Named object pointing rows
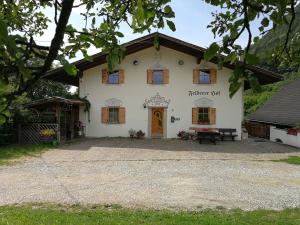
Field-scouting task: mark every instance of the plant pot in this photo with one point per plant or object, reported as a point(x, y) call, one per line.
point(47, 139)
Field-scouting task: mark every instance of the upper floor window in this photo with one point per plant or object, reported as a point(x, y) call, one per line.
point(203, 115)
point(158, 76)
point(205, 76)
point(115, 77)
point(113, 115)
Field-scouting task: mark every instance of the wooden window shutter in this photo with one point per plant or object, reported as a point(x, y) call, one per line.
point(121, 77)
point(213, 76)
point(166, 76)
point(195, 76)
point(121, 115)
point(104, 76)
point(104, 114)
point(195, 112)
point(149, 76)
point(212, 115)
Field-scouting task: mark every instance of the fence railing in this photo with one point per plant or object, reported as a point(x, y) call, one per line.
point(36, 133)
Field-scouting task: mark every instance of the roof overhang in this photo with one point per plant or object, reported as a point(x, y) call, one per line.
point(264, 76)
point(54, 100)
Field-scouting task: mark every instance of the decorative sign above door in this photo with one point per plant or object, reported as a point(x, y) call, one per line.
point(157, 101)
point(204, 93)
point(203, 102)
point(113, 102)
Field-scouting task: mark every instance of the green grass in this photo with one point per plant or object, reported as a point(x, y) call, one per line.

(PROBLEM TO SOLVE) Rewrite all of the rows above, substituting "Labeling task" for every occurrence of "Field-scouting task" and leaving everything else unchanged. Omit the pictures from your answer.

(CORRECT OUTPUT)
Labeling task: mark every instance of the plant pot in this photo with one point per plant or object, reported as a point(x, y) call, one per line.
point(47, 139)
Labeling task: mark every instance of the upper floor window in this photo with one point per plant or object, reported as a point(x, y) call, one per line.
point(203, 115)
point(158, 76)
point(205, 76)
point(115, 77)
point(113, 115)
Labeling task: mark every instance of the wooden window shutter in this photo with one point per plant or object, reported as a point(x, y) call, one per line.
point(121, 77)
point(213, 76)
point(166, 76)
point(195, 76)
point(121, 115)
point(104, 76)
point(104, 114)
point(195, 112)
point(149, 76)
point(212, 115)
Labeling task: mark every instance of the fence railing in this photo with one point per plant or object, reported as a point(x, y) call, one per line.
point(36, 133)
Labeling task: mark every instance of the roof overhang in this photo with one point per plant or object, reported as a point(x, y) call, one per line.
point(264, 76)
point(54, 100)
Labeling task: mark every instance of the decorative sign above door in this photo with one point per plant or object, reported as a point(x, y) call, one per line.
point(157, 101)
point(204, 93)
point(203, 102)
point(113, 102)
Labeling task: mark every instance of the green grass in this photo with one point per plant or object, reported as a point(x, y) call, one per line.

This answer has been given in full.